**文本节选:**
● ● ●

常用python3多线程指令


1. 基本定义

1.1. 多线程 vs 多进程

  • 多线程解决的是多个任务在一个CPU下并发运行的问题,可以直接共享变量
  • 多进程解决的是多个任务在多个CPU下并行运行的问题,无法直接共享变量,只能通过特殊手段通信,共享变量。

1.2. python 的多线程问题

采用cpython作为底层解析器的python程序会存在一个叫做全局解释器锁(Global Interpreter Lock,GIL)的机制,具体的原理如下图

GIL

简单来说就是当cpython执行一个线程时候,会给当前的线程上锁,阻止其他线程执行,防止其他线程占用cpu资源。当执行多线程任务的时候,cpython会轮流执行python线程,使得各线程看起来像是在并发运行。

由于GIL的存在,加上python多以cpython作为底层解析器,所以python的多线程实际上是伪多线程

所以对于非阻塞类任务(典型的非阻塞型任务是各种运算类任务,典型的阻塞型任务是爬虫类等IO任务),python的多线程并不会提高效率,甚至由于任务调度,还会降低效率。

2. threading

基础多线程package

python3还自带另一个多线程package _threadthreading是对 _thread 的进一步封装,所以一般都用threading代替_thread

2.1. 创建

2.1.1. 传参式

import threading
import random
import time

def worker(n):
    for i in range(3):
        print(f'The worker is {n}, the range is {i}')
        time.sleep(random.random())
    return n


threads = []
for n in range(3):
    threads.append(threading.Thread(target=worker, args=(n, )))		# 不能使用 `(n)`,因为 `(n)` 不表示一个可迭代对象,但可以使用 `[n]`

2.1.2. 继承式

class myThread(threading.Thread):
    def __init__(self, n):
        super(myThread, self).__init__()
        self.n = n

    def run(self):
        for i in range(3):
            print(f'The worker is {self.n}, the range is {i}')
            time.sleep(random.random())
    return self.n
            
threads = []
for n in range(3):
    threads.append(myThread(n))

● ● ●

**所给材料:**
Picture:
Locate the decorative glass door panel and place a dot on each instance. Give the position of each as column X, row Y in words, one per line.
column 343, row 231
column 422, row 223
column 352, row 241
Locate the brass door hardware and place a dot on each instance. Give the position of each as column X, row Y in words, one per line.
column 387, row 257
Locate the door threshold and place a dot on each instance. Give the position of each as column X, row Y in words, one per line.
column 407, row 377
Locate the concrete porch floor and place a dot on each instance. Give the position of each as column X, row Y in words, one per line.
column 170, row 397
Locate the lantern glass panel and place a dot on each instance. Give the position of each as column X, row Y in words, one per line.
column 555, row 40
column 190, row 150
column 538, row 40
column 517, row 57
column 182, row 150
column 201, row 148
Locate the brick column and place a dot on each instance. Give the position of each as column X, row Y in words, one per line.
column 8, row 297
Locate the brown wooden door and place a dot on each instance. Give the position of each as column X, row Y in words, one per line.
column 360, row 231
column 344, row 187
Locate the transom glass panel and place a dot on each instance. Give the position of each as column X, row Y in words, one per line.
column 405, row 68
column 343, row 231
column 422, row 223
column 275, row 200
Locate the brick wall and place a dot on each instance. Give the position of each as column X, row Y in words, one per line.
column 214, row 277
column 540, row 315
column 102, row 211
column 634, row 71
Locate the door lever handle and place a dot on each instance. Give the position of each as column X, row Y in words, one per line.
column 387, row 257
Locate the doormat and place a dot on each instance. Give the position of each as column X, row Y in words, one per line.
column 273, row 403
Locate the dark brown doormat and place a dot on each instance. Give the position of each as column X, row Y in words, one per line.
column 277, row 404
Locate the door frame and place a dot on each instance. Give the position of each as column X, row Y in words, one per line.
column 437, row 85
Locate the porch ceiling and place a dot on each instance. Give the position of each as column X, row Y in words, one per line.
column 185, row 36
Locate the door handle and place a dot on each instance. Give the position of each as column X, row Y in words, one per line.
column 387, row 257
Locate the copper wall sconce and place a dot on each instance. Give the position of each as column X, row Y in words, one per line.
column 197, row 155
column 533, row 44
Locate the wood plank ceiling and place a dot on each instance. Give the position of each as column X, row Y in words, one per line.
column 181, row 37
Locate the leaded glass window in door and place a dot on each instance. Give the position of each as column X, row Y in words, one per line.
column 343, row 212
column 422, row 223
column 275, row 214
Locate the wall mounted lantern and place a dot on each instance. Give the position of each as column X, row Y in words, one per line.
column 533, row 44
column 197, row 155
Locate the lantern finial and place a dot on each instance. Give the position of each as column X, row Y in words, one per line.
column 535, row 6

● ● ●

把讲Python多线程的这篇文字中从“1.2. python 的多线程问题”开始、一直到“各线程看起来像是在并发运行。”为止的部分逐字抄录下来。

1.2. python 的多线程问题

采用cpython作为底层解析器的python程序会存在一个叫做全局解释器锁(Global Interpreter Lock,GIL)的机制,具体的原理如下图

GIL

简单来说就是当cpython执行一个线程时候,会给当前的线程上锁,阻止其他线程执行,防止其他线程占用cpu资源。当执行多线程任务的时候,cpython会轮流执行python线程,使得各线程看起来像是在并发运行。